> _Stated goal_:
Turn every line of the listing below into a numbered list, leaving out any blank lines.

> _Excerpts from location labeling data_:
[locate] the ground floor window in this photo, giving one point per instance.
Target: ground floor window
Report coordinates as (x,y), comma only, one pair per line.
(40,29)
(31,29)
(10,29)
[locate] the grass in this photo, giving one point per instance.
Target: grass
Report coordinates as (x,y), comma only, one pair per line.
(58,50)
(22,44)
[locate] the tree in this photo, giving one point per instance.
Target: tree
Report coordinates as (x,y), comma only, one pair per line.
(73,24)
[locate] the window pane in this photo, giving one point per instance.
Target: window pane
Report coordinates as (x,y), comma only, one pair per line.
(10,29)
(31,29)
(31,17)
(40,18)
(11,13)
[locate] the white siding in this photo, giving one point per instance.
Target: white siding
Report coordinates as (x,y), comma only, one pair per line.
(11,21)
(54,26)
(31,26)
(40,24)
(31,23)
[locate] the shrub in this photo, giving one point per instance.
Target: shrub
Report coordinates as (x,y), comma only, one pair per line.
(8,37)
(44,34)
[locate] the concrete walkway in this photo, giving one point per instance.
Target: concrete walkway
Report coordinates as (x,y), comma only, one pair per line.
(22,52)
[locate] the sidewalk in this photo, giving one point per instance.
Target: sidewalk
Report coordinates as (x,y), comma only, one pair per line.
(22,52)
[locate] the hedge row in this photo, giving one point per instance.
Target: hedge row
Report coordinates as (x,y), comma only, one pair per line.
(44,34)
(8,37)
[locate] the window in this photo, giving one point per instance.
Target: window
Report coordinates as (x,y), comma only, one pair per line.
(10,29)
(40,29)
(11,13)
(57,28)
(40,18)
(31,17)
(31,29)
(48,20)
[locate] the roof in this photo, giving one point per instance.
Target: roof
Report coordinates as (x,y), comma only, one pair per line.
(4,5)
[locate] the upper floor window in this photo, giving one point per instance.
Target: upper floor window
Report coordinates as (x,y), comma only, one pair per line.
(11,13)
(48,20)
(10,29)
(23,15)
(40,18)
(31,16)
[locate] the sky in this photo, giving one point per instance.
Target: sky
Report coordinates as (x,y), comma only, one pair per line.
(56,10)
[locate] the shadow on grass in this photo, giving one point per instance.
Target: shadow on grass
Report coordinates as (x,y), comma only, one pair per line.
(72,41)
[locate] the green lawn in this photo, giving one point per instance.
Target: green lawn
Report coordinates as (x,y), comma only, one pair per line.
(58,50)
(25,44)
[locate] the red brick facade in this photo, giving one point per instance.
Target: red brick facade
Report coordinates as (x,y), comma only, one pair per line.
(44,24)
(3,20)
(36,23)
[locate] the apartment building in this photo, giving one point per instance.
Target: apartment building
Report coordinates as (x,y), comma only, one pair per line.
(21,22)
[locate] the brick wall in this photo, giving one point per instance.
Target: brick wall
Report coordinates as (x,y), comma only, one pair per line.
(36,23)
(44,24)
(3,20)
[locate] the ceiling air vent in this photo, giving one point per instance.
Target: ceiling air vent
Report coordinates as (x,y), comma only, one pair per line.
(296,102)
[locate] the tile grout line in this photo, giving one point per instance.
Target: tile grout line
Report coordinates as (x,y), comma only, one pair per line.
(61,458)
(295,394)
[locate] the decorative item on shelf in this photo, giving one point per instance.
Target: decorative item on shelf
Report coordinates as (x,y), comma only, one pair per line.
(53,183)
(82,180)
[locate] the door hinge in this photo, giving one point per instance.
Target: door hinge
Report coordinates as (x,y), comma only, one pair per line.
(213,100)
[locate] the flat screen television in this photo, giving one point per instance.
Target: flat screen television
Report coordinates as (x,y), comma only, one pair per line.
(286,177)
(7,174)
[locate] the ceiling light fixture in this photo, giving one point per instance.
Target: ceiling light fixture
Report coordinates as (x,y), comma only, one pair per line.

> _Completed exercise_:
1. [locate] the ground floor window in this photo, giving one point per instance.
2. Target: ground floor window
3. Report coordinates as (x,y), comma only, one pair per line.
4. (40,29)
5. (31,29)
6. (10,29)
7. [locate] the grass in this photo, giving one point per instance.
8. Target: grass
9. Report coordinates as (x,y), comma only, one pair per line.
10. (58,50)
11. (22,44)
12. [locate] the tree in this photo, giving one point per instance.
13. Target: tree
14. Report coordinates as (x,y), comma only, one pair per line.
15. (73,24)
16. [locate] the window pane in this photo, giving one point per instance.
17. Target: window pane
18. Report coordinates as (x,y), comma only, one pair per line.
19. (10,29)
20. (31,29)
21. (31,17)
22. (40,18)
23. (11,13)
24. [locate] the white siding in this photo, giving one point per instance.
25. Target: white siding
26. Report coordinates as (x,y), comma only, one pair per line.
27. (11,21)
28. (54,26)
29. (31,26)
30. (40,24)
31. (31,23)
32. [locate] the shrub in this photo, giving one point per instance.
33. Target: shrub
34. Report coordinates as (x,y), comma only, one pair per line.
35. (8,37)
36. (44,34)
37. [locate] the concrete walkway in this photo, giving one point per instance.
38. Target: concrete walkway
39. Report coordinates as (x,y), comma only, one pair per line.
40. (22,52)
41. [locate] the sidewalk in this photo, giving one point per instance.
42. Target: sidewalk
43. Report coordinates as (x,y), comma only, one pair per line.
44. (22,52)
45. [locate] the hedge row in this photo, giving one point per instance.
46. Target: hedge row
47. Report coordinates as (x,y), comma only, one pair per line.
48. (44,34)
49. (8,37)
50. [locate] the window in this photo, giving one point per instance.
51. Target: window
52. Report coordinates as (x,y), comma only, one pair per line.
53. (10,29)
54. (40,29)
55. (11,13)
56. (57,28)
57. (40,18)
58. (31,17)
59. (31,29)
60. (48,20)
61. [locate] the roof in this photo, giving one point per instance.
62. Target: roof
63. Report coordinates as (x,y), comma only, one pair per line.
64. (4,5)
65. [locate] the upper floor window in this photo, giving one point per instance.
66. Target: upper floor window
67. Report coordinates as (x,y), comma only, one pair per line.
68. (11,13)
69. (48,20)
70. (10,29)
71. (23,15)
72. (40,18)
73. (31,16)
74. [locate] the sky in this photo, giving one point per instance.
75. Target: sky
76. Report coordinates as (x,y), comma only, one pair per line.
77. (56,10)
78. [locate] the shadow on grass in this photo, giving one point per instance.
79. Target: shadow on grass
80. Report coordinates as (x,y), comma only, one pair per line.
81. (72,41)
82. [locate] the green lawn in this photo, giving one point per instance.
83. Target: green lawn
84. Report coordinates as (x,y), comma only, one pair per line.
85. (58,50)
86. (25,44)
87. [locate] the red brick facade in this photo, giving one point per instance.
88. Target: red brick facade
89. Report coordinates as (x,y), comma only, one pair per line.
90. (44,24)
91. (3,20)
92. (36,23)
93. [locate] the apartment building in this photo, giving one point per instance.
94. Target: apartment building
95. Report coordinates as (x,y), comma only, one pair per line.
96. (21,22)
97. [locate] the brick wall in this photo, giving one point per instance.
98. Target: brick wall
99. Report coordinates as (x,y), comma only, one pair per line.
100. (36,23)
101. (44,24)
102. (3,20)
103. [locate] the ceiling air vent in this photo, giving one point per instance.
104. Target: ceiling air vent
105. Report coordinates as (x,y), comma only, one pair per line.
106. (296,102)
107. [locate] the tile grout line in this photo, giving one point per instance.
108. Target: tile grout line
109. Report coordinates as (x,y), comma only, one pair per line.
110. (61,458)
111. (295,394)
112. [locate] the decorative item on shelf in this photo, giving one point per instance.
113. Target: decorative item on shelf
114. Report coordinates as (x,y), comma only, one pair per line.
115. (53,183)
116. (82,180)
117. [locate] the door hinge in this photo, giving one point per instance.
118. Target: door hinge
119. Report coordinates as (x,y), comma only, one pair per line.
120. (213,100)
121. [locate] the flat screen television in this photo, giving one point per instance.
122. Target: flat screen television
123. Report coordinates as (x,y), comma only, one pair per line.
124. (286,177)
125. (7,174)
126. [locate] the ceiling light fixture in this photo, giving one point per instance.
127. Target: ceiling light fixture
128. Report coordinates as (x,y), comma only, one pair per line.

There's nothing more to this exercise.